PROBLEM TO WORK ON: Reproduce the listing below word for word, with no pictures.

DATA PROVIDED:
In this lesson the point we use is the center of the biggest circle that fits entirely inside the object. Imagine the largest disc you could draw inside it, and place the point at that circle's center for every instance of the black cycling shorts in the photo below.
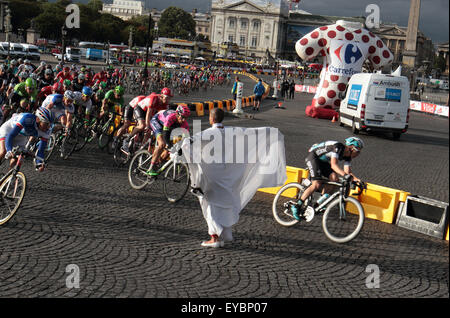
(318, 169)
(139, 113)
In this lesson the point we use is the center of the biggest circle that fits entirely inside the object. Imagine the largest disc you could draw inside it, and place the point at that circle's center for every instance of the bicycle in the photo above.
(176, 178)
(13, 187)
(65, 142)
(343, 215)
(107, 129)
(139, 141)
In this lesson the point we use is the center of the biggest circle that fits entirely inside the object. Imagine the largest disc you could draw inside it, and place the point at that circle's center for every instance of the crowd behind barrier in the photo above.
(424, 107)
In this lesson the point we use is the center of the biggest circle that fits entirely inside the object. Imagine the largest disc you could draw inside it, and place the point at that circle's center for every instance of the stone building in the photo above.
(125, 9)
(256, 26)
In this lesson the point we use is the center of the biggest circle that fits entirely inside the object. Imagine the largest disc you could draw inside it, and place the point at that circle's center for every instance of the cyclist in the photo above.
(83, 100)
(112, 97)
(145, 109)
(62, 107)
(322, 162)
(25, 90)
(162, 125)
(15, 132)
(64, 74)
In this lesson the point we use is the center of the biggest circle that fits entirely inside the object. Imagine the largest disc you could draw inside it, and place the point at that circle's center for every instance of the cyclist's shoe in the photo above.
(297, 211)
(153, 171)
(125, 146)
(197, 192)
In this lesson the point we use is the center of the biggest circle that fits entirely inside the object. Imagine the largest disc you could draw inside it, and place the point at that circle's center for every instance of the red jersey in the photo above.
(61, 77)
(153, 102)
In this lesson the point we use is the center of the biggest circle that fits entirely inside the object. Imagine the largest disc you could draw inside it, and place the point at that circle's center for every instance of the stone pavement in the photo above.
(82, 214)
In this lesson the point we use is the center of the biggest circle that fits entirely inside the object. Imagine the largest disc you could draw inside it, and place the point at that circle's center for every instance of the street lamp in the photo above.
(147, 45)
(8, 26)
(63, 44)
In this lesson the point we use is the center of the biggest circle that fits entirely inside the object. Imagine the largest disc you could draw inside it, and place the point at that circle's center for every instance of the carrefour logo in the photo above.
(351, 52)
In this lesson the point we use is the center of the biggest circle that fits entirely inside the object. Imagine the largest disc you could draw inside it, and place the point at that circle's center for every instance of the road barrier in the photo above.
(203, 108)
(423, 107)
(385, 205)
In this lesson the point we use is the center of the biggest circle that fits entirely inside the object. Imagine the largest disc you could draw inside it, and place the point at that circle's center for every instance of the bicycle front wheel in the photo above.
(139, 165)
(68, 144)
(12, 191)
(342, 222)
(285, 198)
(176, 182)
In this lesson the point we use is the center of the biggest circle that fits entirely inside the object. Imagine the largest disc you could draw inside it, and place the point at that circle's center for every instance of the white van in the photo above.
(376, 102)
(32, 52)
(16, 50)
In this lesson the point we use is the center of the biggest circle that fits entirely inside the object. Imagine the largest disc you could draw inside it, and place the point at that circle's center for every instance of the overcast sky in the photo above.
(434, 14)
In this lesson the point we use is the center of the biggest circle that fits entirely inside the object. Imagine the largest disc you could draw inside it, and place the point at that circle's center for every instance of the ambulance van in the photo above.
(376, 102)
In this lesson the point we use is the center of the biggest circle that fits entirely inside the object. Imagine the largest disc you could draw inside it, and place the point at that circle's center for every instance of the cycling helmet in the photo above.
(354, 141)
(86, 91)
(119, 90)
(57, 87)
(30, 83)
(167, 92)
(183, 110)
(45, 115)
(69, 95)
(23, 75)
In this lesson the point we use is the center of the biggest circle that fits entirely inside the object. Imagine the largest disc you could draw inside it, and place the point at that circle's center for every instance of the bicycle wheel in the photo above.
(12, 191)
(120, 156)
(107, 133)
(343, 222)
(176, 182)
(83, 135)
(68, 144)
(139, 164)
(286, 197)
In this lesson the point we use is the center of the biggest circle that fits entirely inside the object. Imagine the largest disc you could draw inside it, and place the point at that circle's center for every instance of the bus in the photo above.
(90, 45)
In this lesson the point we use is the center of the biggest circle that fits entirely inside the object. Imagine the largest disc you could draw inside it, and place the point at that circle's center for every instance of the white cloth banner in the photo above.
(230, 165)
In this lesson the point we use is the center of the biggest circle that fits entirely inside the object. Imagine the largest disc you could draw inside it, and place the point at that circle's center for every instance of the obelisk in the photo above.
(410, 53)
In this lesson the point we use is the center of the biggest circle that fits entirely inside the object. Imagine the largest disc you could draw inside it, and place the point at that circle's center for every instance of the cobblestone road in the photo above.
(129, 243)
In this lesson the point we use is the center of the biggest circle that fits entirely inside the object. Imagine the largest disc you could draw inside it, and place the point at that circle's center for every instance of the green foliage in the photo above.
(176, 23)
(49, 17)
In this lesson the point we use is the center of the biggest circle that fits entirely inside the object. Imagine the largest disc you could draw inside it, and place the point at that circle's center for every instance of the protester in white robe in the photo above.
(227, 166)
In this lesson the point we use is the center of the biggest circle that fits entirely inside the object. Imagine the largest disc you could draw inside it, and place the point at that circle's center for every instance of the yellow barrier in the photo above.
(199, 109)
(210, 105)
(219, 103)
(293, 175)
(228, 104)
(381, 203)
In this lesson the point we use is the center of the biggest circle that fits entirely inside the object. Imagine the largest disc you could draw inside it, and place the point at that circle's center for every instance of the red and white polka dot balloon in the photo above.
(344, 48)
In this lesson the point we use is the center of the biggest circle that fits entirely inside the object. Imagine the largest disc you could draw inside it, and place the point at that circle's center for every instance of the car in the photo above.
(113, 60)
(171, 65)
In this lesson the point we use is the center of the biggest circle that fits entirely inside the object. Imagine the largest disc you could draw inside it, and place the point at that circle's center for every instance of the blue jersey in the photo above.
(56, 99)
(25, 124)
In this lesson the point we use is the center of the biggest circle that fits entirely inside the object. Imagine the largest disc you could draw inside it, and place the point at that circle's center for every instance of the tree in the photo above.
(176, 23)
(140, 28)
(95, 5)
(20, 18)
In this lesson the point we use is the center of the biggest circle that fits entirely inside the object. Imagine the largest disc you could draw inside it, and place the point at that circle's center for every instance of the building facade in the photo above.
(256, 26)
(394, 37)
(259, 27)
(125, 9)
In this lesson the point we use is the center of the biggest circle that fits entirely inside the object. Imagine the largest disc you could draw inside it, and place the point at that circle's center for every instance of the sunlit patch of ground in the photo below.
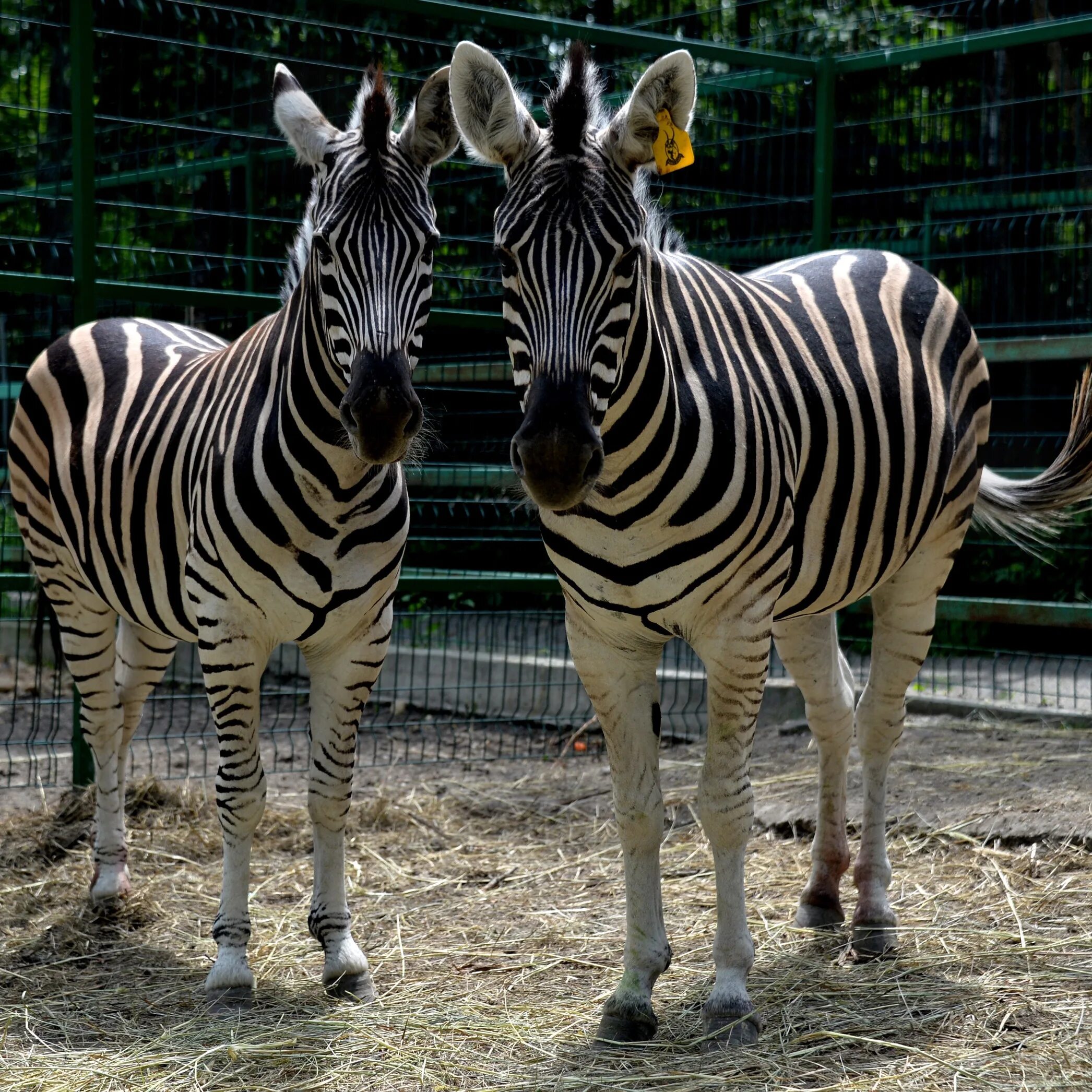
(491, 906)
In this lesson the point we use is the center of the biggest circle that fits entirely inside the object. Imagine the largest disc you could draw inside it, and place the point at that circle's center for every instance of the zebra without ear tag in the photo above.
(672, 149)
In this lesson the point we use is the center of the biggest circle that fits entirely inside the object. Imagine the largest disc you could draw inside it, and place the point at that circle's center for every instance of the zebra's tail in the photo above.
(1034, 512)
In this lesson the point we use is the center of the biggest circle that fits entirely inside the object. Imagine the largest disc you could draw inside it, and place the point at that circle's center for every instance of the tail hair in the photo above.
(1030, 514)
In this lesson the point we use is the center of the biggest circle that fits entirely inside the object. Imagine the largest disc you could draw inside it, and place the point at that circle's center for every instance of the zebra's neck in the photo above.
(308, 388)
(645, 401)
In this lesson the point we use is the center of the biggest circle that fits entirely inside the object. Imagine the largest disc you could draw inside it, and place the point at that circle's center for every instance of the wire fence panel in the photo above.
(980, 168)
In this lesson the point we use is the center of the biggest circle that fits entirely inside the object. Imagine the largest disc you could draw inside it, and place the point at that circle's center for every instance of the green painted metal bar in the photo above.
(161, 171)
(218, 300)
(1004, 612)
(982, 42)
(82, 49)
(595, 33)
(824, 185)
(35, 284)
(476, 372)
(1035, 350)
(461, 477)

OUTPUT OF THE EXERCISE:
In this lesson the point we use is the center of the biggest circle that fits entirely inside the object. Imagine the largest disc you could draw inside it, and place the point at that circle's center for every instance of the black cycling shorts in the photo below.
(318, 169)
(139, 113)
In this lesson the point we use is the center of the biggest circle that fits entirely inside the object. Imagine the largest disc you could draw inside it, and place the point at that circle's center for every instance of the bicycle in the photo above.
(176, 178)
(13, 187)
(65, 142)
(343, 215)
(107, 129)
(139, 141)
In this lesson the point we use is the center of the biggest circle that fits entirely inside the object. Imagine the largest disc you could draw inside it, and place the point at that circle's center for every instance of the crowd behind barrier in the photo above.
(424, 107)
In this lesson the point we use is the center of the biggest circle that fits entirely inside the object. Imagine the largest disc you could draw inside it, and place the point at that circle's center for every instance of the stone building in the photo above.
(125, 9)
(256, 26)
In this lesson the point we use is the center of the biggest circle that fits entirely inside the object. Imagine the largest disc you could draw inside it, and place the point at that circle's center for every instance of the cyclist in the photo above.
(83, 100)
(112, 97)
(145, 109)
(62, 107)
(322, 162)
(25, 90)
(162, 125)
(15, 132)
(64, 74)
In this lesson the point we use is the center of the biggest circle that fits entirely inside the object. Imagine the largest disc you could draw inside it, and place the point at that circle's center for every instance of the cyclist's shoe in the photo above.
(297, 211)
(153, 171)
(125, 146)
(197, 192)
In this lesson the point we use is the center of the biggest circle that fits entirely inside the object. Imagine the largest disc you could draw inside it, and place the point at that circle's center for every instance of the red jersey in the photo above.
(61, 77)
(153, 102)
In this lesson the point we use is the center of the biggest circle that fits entirely inside the object. Imagine the largest disc you could draw inside it, and place the point at that circle's center for every instance of the stone pavement in the photo above.
(82, 214)
In this lesson the point we use is the center of the biggest circle that fits entirely inside the object. Imagine the largest disc you could draw inside it, and place the point at that circle's center for every instance of the street lamp in the photo above.
(147, 45)
(8, 26)
(63, 44)
In this lesson the point we use is the center of the biggest circle that fits entirely inside the object. Imagine the largest disc you could draw inside it, and place the point at that circle's center for every instance of the carrefour logo in the photo above.
(351, 52)
In this lesson the point we use is the center of the biggest circle that fits entirely inside the object. Imagine the largest disc you could draw inside it, and place the point at that circle's center for every instance of the road barrier in the photo above.
(203, 108)
(423, 107)
(385, 205)
In this lesson the point we use is the center of the biggest circle that fits entirely inside the object. Imagine the largest disc you could draw inside it, and place the point at that circle's center for every instance of the bicycle front wheel in the photo above.
(139, 165)
(68, 144)
(12, 191)
(342, 222)
(285, 198)
(176, 182)
In this lesson the point we use is the center of the biggest circle that fits entirely inside the object. Imagine the largest disc you could draw inside it, and place the point at that circle's center for every instance of the white van in the photo above.
(376, 102)
(32, 52)
(16, 50)
In this lesson the point we use is the center of the biggest circle that fits entirely inside the object. Imagine the largest disc you could draw inside it, and place the point at that circle's center for every instance of the overcast sky in the photo above.
(434, 14)
In this lesson the point we use is the center of the biggest circle that fits entirely inside the object. Imagine the largest disc you could draw inside it, and place the point at that circle's center for every instance of the ambulance van in the photo above.
(376, 102)
In this lesson the point we use is the center of the biggest circle that fits entirely inside the object. Imagine the largest disc you could draw inside it, and place the point at that circle's center for every instance of the cycling helmet in the photo above.
(354, 141)
(86, 91)
(119, 90)
(57, 87)
(30, 83)
(167, 92)
(183, 110)
(45, 115)
(69, 95)
(23, 75)
In this lesson the point we use is the center of the biggest circle that fits entirely inside the object. Imagine the largest disc you could draw inside it, and place the point at that circle's center for every instance of the bicycle wheel in the photo above.
(12, 191)
(120, 156)
(107, 133)
(343, 222)
(176, 182)
(83, 135)
(68, 144)
(139, 164)
(286, 197)
In this lesson the point we use is the center of the biggest circle that fits entirely inside the object. Imagine the largest disc you could draw inside it, and place the point at that circle's center for every instance of the bus in the photo above.
(90, 45)
In this lesson the point we use is the center of the biggest circle that fits entirely inside the object. Imagine the largest disc you could draw inside it, and place the point at that circle's center for every instance of the white cloth banner in the photo above.
(230, 165)
In this lesson the point we use is the center of the biggest circle that fits entirely inside the object. Imagine the largest disc you could draw inside it, and place the point at that circle's center for every instance of the obelisk in the photo above.
(410, 53)
In this lesson the point we use is the center of the biggest circle that fits entirely inside the object. Imagine the largest disc you could draw inside it, and place the point at that circle's center for every instance of the cobblestone road in the photo above.
(129, 243)
In this lesson the point we use is the center of the biggest circle that fits entirely inside the object. Imagine the largest disc you could draw inside it, and place the point at that circle's center for every instance of the green foliage in the photo above.
(176, 23)
(49, 17)
In this lesson the point we use is the center of the biggest circle that fits entirely inside the object. Imagine the largest disc you could draw inside it, and place the point at that circle's center for every instance of the protester in white robe in the photo above.
(227, 166)
In this lesson the point we use is the center of the biggest circle that fits entirely inside the object. Imagine the largest disc you could draw inside it, and place the point at that circle's center for every instance of the yellow barrier in the photo above.
(199, 109)
(210, 105)
(219, 103)
(293, 175)
(228, 104)
(381, 203)
In this lesson the point we use is the center of the biggest circle that fits entirely inside the object. Imagine the largest disc you could draw inside it, and place the point at that circle's center for every instance of the red and white polka dot balloon in the photo above.
(344, 48)
In this lesson the point we use is the center of the biggest circle that fits entirely inside the object. Imagine the largest disc you could draw inside it, and place the point at that circle's center for every instance of the car in the photo above.
(113, 60)
(171, 65)
In this lesson the point we use is the center of the biggest circle that fits entirely inside the object. Imagine the largest disc you could draw inside it, and place the point at that circle's center for every instance of the blue jersey in the photo above.
(56, 99)
(25, 124)
In this lesson the point we use is the center of the biggest circle that fits entirely inside the object. Imagine the largest disc you could draw inside it, and place the point at that circle's center for every instance of the tree in the photo above.
(176, 23)
(140, 28)
(95, 5)
(20, 18)
In this lesson the point we use is the center of the biggest circle that fits entirely inside the object. Imagine the largest disc you could draw inside it, and place the point at that circle's center for every instance of the building facade in the photo above.
(256, 26)
(394, 37)
(259, 27)
(125, 9)
In this lesson the point we use is the center of the biggest circle that fits entirely inside the object. Imagine the largest disc you could draw inside it, and place the point at that circle's center for every instance of the sunlit patch of ground in the photo below.
(491, 906)
In this lesson the point we use is the center of the biggest circle that fits entirely inside the object. Imagine the largest disc you could draw inside it, and place the point at that circle's center for every instance of the zebra without ear tag in the photo above.
(672, 149)
In this lesson the point we use is the center of the biggest circle that fits entirely inside the object. Imagine the largest disc you could draw inside it, and place the point at that circle's center for every instance of the zebra's tail in the photo above.
(1034, 512)
In this lesson the point we use is the center of the biggest circle that fits entirely inside the object. Imagine the largest disc you could draw inside it, and place the point at that circle's center for every instance of the tail hair in the photo above.
(1030, 514)
In this lesson the point we use is the center of the biggest circle that fits entirely inside the object. Imagine the largest disc you could draw inside it, and place the point at that circle's center for every instance of the zebra's neck in the photo above.
(308, 388)
(645, 401)
In this lesson the point we use is the center of the biggest circle that fits entirely inside the object. Imagine the largest disc you could draw inside it, and place the point at that circle's center for every instance of the wire fence panel in the photo above.
(980, 168)
In this lesson the point we use is the center of the biggest circle that fits entirely inside the object. Imagine the largest disc you could draw inside it, and place the point at that circle's center for every instance of the green painted metal bar in the photo above.
(161, 171)
(218, 300)
(1004, 612)
(982, 42)
(82, 49)
(595, 33)
(824, 185)
(35, 284)
(476, 372)
(1035, 350)
(461, 477)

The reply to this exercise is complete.